* Problem statement:
Retype the material from its first line through the line containing "141L120 141L120 146L118", including both of those lines. Omit the pictures from your copy.

::: Dataset :::

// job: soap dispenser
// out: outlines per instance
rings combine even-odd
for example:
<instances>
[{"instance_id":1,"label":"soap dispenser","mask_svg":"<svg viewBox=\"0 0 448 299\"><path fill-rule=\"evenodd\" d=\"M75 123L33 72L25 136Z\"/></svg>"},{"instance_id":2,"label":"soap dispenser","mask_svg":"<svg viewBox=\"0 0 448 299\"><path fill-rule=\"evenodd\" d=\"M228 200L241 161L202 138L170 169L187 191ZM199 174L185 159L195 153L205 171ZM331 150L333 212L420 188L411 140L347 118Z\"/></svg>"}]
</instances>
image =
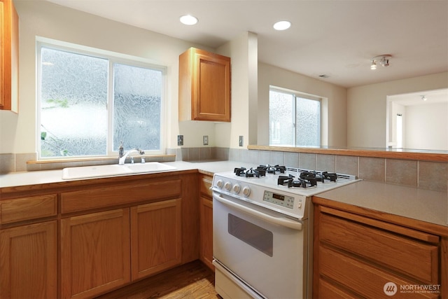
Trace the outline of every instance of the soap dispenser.
<instances>
[{"instance_id":1,"label":"soap dispenser","mask_svg":"<svg viewBox=\"0 0 448 299\"><path fill-rule=\"evenodd\" d=\"M123 141L120 141L120 146L118 146L118 158L125 155L125 149L123 148Z\"/></svg>"}]
</instances>

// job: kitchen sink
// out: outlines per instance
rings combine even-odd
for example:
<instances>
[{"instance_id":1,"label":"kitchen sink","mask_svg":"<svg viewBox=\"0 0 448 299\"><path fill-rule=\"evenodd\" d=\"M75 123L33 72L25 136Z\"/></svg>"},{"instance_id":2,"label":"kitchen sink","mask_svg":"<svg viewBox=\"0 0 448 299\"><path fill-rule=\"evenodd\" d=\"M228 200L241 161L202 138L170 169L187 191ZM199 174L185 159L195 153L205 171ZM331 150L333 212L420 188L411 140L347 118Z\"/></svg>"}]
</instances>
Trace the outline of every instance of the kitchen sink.
<instances>
[{"instance_id":1,"label":"kitchen sink","mask_svg":"<svg viewBox=\"0 0 448 299\"><path fill-rule=\"evenodd\" d=\"M139 164L117 164L98 166L66 167L62 169L62 179L115 176L138 173L151 173L174 170L176 167L158 162Z\"/></svg>"}]
</instances>

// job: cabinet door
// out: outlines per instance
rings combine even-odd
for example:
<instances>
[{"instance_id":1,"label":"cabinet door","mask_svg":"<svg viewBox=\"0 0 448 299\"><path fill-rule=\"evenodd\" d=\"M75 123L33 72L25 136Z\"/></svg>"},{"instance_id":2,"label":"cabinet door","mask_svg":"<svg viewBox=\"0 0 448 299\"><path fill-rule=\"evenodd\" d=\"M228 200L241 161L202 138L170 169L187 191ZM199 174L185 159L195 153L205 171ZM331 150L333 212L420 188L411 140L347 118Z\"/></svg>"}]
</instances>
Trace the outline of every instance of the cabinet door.
<instances>
[{"instance_id":1,"label":"cabinet door","mask_svg":"<svg viewBox=\"0 0 448 299\"><path fill-rule=\"evenodd\" d=\"M200 259L210 269L214 270L213 260L213 202L204 197L200 201Z\"/></svg>"},{"instance_id":2,"label":"cabinet door","mask_svg":"<svg viewBox=\"0 0 448 299\"><path fill-rule=\"evenodd\" d=\"M230 121L230 60L197 53L195 65L195 119Z\"/></svg>"},{"instance_id":3,"label":"cabinet door","mask_svg":"<svg viewBox=\"0 0 448 299\"><path fill-rule=\"evenodd\" d=\"M132 280L181 263L181 200L131 207Z\"/></svg>"},{"instance_id":4,"label":"cabinet door","mask_svg":"<svg viewBox=\"0 0 448 299\"><path fill-rule=\"evenodd\" d=\"M0 298L57 297L56 221L8 228L0 233Z\"/></svg>"},{"instance_id":5,"label":"cabinet door","mask_svg":"<svg viewBox=\"0 0 448 299\"><path fill-rule=\"evenodd\" d=\"M19 17L12 0L0 0L0 109L18 112Z\"/></svg>"},{"instance_id":6,"label":"cabinet door","mask_svg":"<svg viewBox=\"0 0 448 299\"><path fill-rule=\"evenodd\" d=\"M179 120L230 121L230 58L190 48L179 56Z\"/></svg>"},{"instance_id":7,"label":"cabinet door","mask_svg":"<svg viewBox=\"0 0 448 299\"><path fill-rule=\"evenodd\" d=\"M130 281L130 212L61 220L62 298L91 298Z\"/></svg>"}]
</instances>

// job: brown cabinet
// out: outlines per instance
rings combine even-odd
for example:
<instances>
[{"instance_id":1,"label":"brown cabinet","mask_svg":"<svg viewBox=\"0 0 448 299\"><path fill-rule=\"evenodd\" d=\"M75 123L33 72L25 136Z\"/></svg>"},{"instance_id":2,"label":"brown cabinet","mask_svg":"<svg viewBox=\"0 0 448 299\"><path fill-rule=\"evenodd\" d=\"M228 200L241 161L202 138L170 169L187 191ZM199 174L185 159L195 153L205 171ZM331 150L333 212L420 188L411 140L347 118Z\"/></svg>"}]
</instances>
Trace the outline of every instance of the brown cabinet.
<instances>
[{"instance_id":1,"label":"brown cabinet","mask_svg":"<svg viewBox=\"0 0 448 299\"><path fill-rule=\"evenodd\" d=\"M314 298L440 298L439 236L321 205L314 216Z\"/></svg>"},{"instance_id":2,"label":"brown cabinet","mask_svg":"<svg viewBox=\"0 0 448 299\"><path fill-rule=\"evenodd\" d=\"M57 198L49 194L0 201L1 298L57 297Z\"/></svg>"},{"instance_id":3,"label":"brown cabinet","mask_svg":"<svg viewBox=\"0 0 448 299\"><path fill-rule=\"evenodd\" d=\"M0 298L57 298L56 221L0 231Z\"/></svg>"},{"instance_id":4,"label":"brown cabinet","mask_svg":"<svg viewBox=\"0 0 448 299\"><path fill-rule=\"evenodd\" d=\"M129 209L61 220L61 297L91 298L130 281Z\"/></svg>"},{"instance_id":5,"label":"brown cabinet","mask_svg":"<svg viewBox=\"0 0 448 299\"><path fill-rule=\"evenodd\" d=\"M92 298L180 265L181 186L177 176L61 193L62 298Z\"/></svg>"},{"instance_id":6,"label":"brown cabinet","mask_svg":"<svg viewBox=\"0 0 448 299\"><path fill-rule=\"evenodd\" d=\"M12 0L0 0L0 109L18 113L19 17Z\"/></svg>"},{"instance_id":7,"label":"brown cabinet","mask_svg":"<svg viewBox=\"0 0 448 299\"><path fill-rule=\"evenodd\" d=\"M181 264L181 207L176 199L131 208L132 280Z\"/></svg>"},{"instance_id":8,"label":"brown cabinet","mask_svg":"<svg viewBox=\"0 0 448 299\"><path fill-rule=\"evenodd\" d=\"M179 120L230 121L230 58L190 48L179 56Z\"/></svg>"},{"instance_id":9,"label":"brown cabinet","mask_svg":"<svg viewBox=\"0 0 448 299\"><path fill-rule=\"evenodd\" d=\"M214 270L213 260L213 200L212 177L202 175L200 178L200 259Z\"/></svg>"},{"instance_id":10,"label":"brown cabinet","mask_svg":"<svg viewBox=\"0 0 448 299\"><path fill-rule=\"evenodd\" d=\"M87 298L197 260L197 173L0 188L0 298Z\"/></svg>"}]
</instances>

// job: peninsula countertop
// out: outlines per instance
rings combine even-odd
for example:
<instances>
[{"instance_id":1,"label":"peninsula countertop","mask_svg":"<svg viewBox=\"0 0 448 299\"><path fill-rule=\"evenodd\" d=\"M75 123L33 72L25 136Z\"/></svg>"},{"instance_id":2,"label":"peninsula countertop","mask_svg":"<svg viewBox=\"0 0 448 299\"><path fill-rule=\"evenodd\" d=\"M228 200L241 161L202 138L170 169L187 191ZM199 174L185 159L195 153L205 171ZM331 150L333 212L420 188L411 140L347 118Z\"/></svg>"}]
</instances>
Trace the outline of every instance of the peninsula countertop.
<instances>
[{"instance_id":1,"label":"peninsula countertop","mask_svg":"<svg viewBox=\"0 0 448 299\"><path fill-rule=\"evenodd\" d=\"M401 185L360 181L316 195L338 204L440 225L448 232L448 193ZM318 198L314 200L319 203ZM387 217L388 215L382 215Z\"/></svg>"}]
</instances>

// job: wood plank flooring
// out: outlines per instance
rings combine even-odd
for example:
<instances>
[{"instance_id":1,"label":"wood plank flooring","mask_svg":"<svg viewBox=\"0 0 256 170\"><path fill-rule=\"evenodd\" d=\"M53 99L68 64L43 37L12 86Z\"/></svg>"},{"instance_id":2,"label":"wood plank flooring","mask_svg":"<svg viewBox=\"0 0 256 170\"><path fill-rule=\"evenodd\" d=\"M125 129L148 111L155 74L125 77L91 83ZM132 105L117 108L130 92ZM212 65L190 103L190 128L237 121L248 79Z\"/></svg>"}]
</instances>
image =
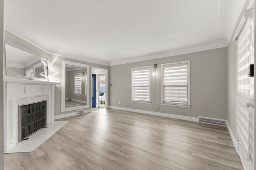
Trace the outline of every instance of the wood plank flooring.
<instances>
[{"instance_id":1,"label":"wood plank flooring","mask_svg":"<svg viewBox=\"0 0 256 170\"><path fill-rule=\"evenodd\" d=\"M65 101L65 108L73 107L80 106L84 106L86 104L84 103L79 102L78 102L72 101L70 100L66 100Z\"/></svg>"},{"instance_id":2,"label":"wood plank flooring","mask_svg":"<svg viewBox=\"0 0 256 170\"><path fill-rule=\"evenodd\" d=\"M6 170L241 170L226 127L114 109L70 121Z\"/></svg>"}]
</instances>

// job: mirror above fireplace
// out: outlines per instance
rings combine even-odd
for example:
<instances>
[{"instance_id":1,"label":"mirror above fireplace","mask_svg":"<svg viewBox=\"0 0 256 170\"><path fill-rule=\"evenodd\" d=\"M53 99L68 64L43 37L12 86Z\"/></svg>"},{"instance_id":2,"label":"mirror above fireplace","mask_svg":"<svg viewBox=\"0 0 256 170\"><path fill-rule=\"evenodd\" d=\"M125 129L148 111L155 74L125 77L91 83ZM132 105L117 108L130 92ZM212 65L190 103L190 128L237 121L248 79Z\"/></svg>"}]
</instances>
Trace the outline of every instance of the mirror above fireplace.
<instances>
[{"instance_id":1,"label":"mirror above fireplace","mask_svg":"<svg viewBox=\"0 0 256 170\"><path fill-rule=\"evenodd\" d=\"M48 80L47 58L8 40L5 41L6 75Z\"/></svg>"}]
</instances>

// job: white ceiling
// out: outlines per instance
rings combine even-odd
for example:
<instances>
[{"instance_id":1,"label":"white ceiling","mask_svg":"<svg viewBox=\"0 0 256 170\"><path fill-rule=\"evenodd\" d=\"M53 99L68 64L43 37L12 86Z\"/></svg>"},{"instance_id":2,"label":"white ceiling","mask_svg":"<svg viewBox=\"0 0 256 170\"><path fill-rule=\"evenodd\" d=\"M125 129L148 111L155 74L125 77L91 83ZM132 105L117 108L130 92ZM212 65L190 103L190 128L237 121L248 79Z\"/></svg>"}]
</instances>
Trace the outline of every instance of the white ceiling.
<instances>
[{"instance_id":1,"label":"white ceiling","mask_svg":"<svg viewBox=\"0 0 256 170\"><path fill-rule=\"evenodd\" d=\"M5 26L50 53L112 65L226 46L245 1L8 0Z\"/></svg>"}]
</instances>

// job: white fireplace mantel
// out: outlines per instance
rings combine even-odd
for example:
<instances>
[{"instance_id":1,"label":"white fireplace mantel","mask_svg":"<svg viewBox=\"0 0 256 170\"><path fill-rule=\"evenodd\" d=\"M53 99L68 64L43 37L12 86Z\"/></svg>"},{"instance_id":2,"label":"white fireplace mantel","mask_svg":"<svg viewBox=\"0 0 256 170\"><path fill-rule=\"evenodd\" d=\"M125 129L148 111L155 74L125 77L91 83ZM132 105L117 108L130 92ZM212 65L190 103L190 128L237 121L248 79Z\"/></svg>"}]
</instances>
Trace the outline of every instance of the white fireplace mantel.
<instances>
[{"instance_id":1,"label":"white fireplace mantel","mask_svg":"<svg viewBox=\"0 0 256 170\"><path fill-rule=\"evenodd\" d=\"M18 142L18 106L47 100L47 124L54 121L54 88L60 83L5 76L4 150Z\"/></svg>"}]
</instances>

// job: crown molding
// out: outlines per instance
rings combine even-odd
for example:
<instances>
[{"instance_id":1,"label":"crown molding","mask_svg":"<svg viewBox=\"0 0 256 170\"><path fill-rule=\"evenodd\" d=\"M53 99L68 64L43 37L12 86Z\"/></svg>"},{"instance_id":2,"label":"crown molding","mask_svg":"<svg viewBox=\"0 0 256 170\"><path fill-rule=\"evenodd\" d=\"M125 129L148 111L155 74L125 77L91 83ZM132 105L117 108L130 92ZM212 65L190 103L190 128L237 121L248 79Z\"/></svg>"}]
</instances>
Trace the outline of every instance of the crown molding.
<instances>
[{"instance_id":1,"label":"crown molding","mask_svg":"<svg viewBox=\"0 0 256 170\"><path fill-rule=\"evenodd\" d=\"M178 49L149 54L147 55L132 57L129 59L123 59L112 61L110 62L110 66L113 66L131 63L174 56L192 53L225 47L227 46L227 44L226 41L224 40L216 39L216 40Z\"/></svg>"}]
</instances>

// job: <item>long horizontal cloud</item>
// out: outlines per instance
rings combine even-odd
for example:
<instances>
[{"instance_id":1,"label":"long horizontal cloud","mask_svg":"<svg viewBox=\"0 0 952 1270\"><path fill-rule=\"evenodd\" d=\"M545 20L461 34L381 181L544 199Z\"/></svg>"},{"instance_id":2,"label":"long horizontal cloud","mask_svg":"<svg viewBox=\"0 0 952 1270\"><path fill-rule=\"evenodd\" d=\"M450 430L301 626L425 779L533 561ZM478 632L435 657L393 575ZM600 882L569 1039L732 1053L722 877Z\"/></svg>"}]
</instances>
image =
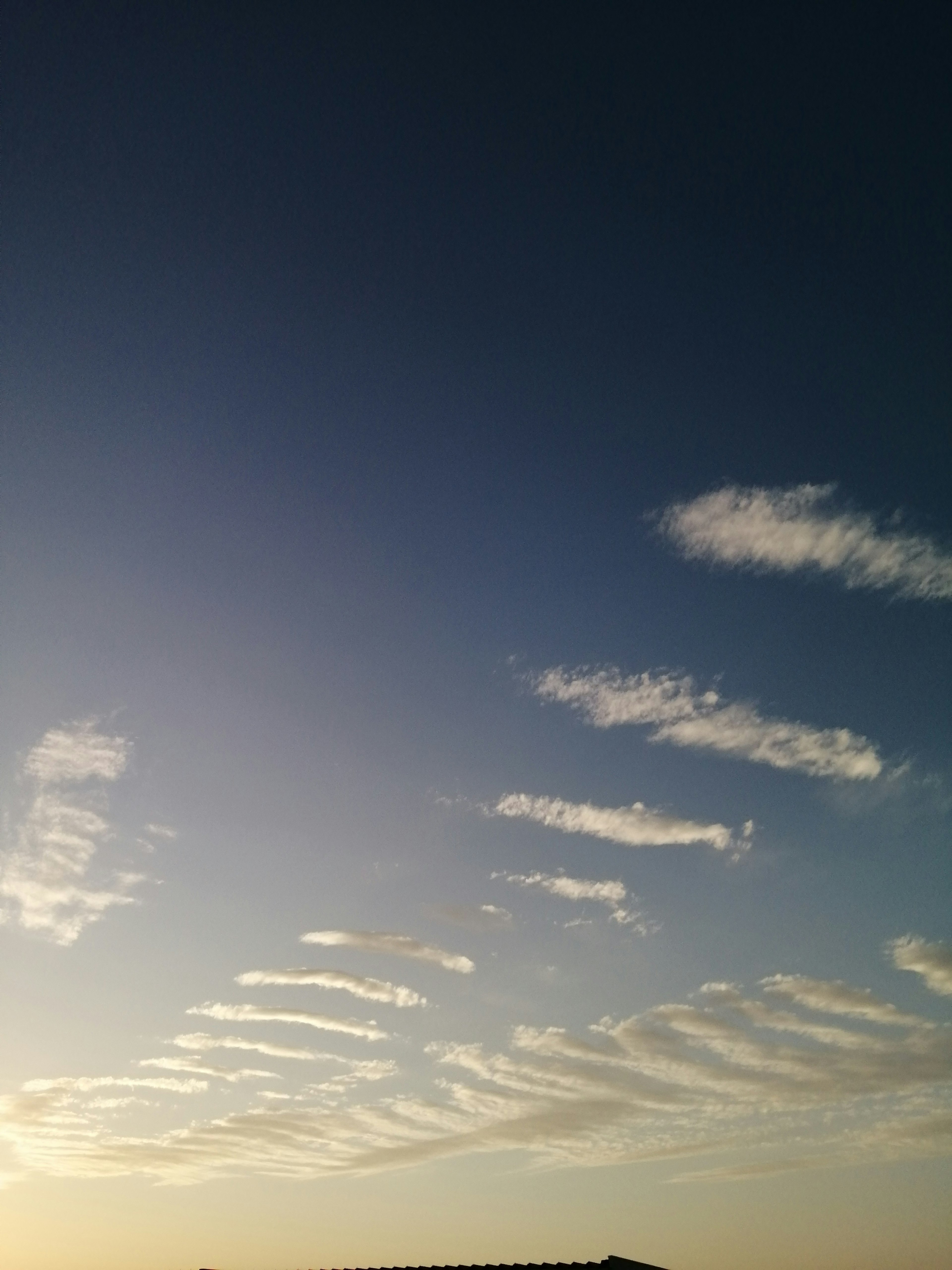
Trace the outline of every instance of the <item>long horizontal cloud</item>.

:::

* Written response:
// job: soap dispenser
// out: outlines per instance
rings combine even-odd
for example:
<instances>
[{"instance_id":1,"label":"soap dispenser","mask_svg":"<svg viewBox=\"0 0 448 299\"><path fill-rule=\"evenodd\" d=\"M75 123L33 72L25 136Z\"/></svg>"},{"instance_id":2,"label":"soap dispenser","mask_svg":"<svg viewBox=\"0 0 448 299\"><path fill-rule=\"evenodd\" d=\"M228 200L241 161L202 138L170 169L187 191ZM199 174L185 159L195 153L205 171ZM331 150L333 212L420 188L411 140L347 118Z\"/></svg>"}]
</instances>
image =
Trace the outline of every instance of the soap dispenser.
<instances>
[{"instance_id":1,"label":"soap dispenser","mask_svg":"<svg viewBox=\"0 0 448 299\"><path fill-rule=\"evenodd\" d=\"M123 141L120 141L120 146L118 146L118 158L125 155L125 149L123 148Z\"/></svg>"}]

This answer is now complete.